> To do
Retype all of the data exactly as given.

> Data for the task
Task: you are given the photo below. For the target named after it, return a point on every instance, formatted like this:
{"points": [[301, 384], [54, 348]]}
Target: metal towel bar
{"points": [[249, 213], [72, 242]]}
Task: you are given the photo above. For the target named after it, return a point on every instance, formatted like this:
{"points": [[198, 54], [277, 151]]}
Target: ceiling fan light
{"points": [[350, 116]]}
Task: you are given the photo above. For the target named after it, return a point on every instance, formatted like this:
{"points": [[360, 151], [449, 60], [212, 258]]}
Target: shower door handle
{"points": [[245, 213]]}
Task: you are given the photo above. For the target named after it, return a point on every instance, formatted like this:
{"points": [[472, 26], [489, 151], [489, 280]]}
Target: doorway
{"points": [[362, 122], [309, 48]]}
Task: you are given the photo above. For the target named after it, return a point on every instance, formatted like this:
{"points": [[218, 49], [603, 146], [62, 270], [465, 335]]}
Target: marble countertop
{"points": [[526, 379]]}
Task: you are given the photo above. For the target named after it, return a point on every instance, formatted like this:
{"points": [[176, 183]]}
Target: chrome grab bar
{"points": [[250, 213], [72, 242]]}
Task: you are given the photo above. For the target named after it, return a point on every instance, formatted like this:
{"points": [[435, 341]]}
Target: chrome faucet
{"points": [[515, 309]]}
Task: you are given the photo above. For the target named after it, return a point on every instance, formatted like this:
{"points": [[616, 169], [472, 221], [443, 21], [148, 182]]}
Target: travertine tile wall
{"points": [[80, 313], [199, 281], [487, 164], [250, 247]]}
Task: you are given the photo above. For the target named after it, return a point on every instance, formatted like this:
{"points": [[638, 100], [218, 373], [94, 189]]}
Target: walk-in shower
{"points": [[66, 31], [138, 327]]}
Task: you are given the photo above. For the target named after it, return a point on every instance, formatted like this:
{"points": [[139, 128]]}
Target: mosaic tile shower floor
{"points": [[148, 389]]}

> Response below
Task: you are given the photo below. For the target named after it, return a point on every instance, formatted like this:
{"points": [[301, 384], [54, 348]]}
Target: metal towel bar
{"points": [[249, 213], [72, 242]]}
Task: you are given the photo above. For the target named after it, return a point on every instance, formatted like this:
{"points": [[198, 54], [277, 151]]}
Target: ceiling fan light
{"points": [[350, 116]]}
Task: you are given the photo above. For the target named after it, return a point on every instance, formatted like this:
{"points": [[360, 151], [449, 60], [212, 258]]}
Target: shower door handle
{"points": [[245, 213]]}
Task: you are given the photo above. For the target named after it, return a point on every instance, formatted like this:
{"points": [[472, 26], [489, 151], [489, 280]]}
Target: doorway
{"points": [[362, 122], [309, 48]]}
Task: you are given the photo above. For the target named after it, return a point on every instance, formatted like this:
{"points": [[218, 49], [603, 146], [62, 270], [465, 335]]}
Target: marble countertop
{"points": [[526, 379]]}
Task: you are given the photo above. For the target named after it, return a point on every instance, formatted like this:
{"points": [[176, 183]]}
Target: chrome grab bar
{"points": [[250, 213], [72, 242]]}
Task: you are given the photo above. For the target named after it, return a point on every instance, formatted like this:
{"points": [[435, 341]]}
Target: chrome faucet
{"points": [[515, 309]]}
Task: you are given the photo above. For the target named after it, return a point on every instance, formatted like this:
{"points": [[616, 169], [472, 221], [443, 21], [148, 182]]}
Target: travertine tile wall
{"points": [[80, 313], [199, 281], [487, 164], [250, 247]]}
Task: you are given the photo above. For the target named after it, return a point on every instance, formatted like this:
{"points": [[638, 100], [218, 373], [94, 189]]}
Target: walk-in shower
{"points": [[66, 31], [138, 327]]}
Task: you are given the photo above. For the target named after it, return a point on every instance, formatted like this:
{"points": [[139, 128]]}
Target: mosaic tile shower floor
{"points": [[148, 389]]}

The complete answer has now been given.